::: Page excerpt :::
Related functions find_skin_color_blobs(frame), find_contours(mask), & find_projection_bounding_box(frame).

  1. Shape Features: We fit an ellipse around the largest contour, then calculate it's circularity, orientation, size and position. The initial plan was to use this information to reduce the search-space during template matching and modify the templates accordingly. Related functions get_shape_features(shape_frame, contour, x, y), get_orientation_features(moment), & degree_to_plaintext(theta).

  1. Template Generation: We separate out a subset of the images for each class and average them out to get a single template for each class. We also threshold the templates to get a binary image. Template can be generated from either the skin blob mask or the largest contour ROI. Related functions :

generate_template(image), generate_template_from_mask(mask), & get_thresholded_template(template_directory).

  1. Pyramid Generation: Pyramid is generated for both the templates and the skin blob mask. This is done to match the templates with the skin blob mask at different scales. By default we use 6 levels of image pyramid for both. Related functions get_pyramid(image).
:::
**Exercise aim**
According to the page excerpt, how many image pyramid levels are used by default?
::: Entries shown :::
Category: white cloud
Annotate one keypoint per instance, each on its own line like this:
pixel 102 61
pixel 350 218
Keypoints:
:::
::: Entries shown :::
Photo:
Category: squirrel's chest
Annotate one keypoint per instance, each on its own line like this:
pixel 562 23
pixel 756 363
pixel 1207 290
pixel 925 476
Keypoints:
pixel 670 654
:::
**Exercise answer**
Six levels, for both the templates and the skin blob mask.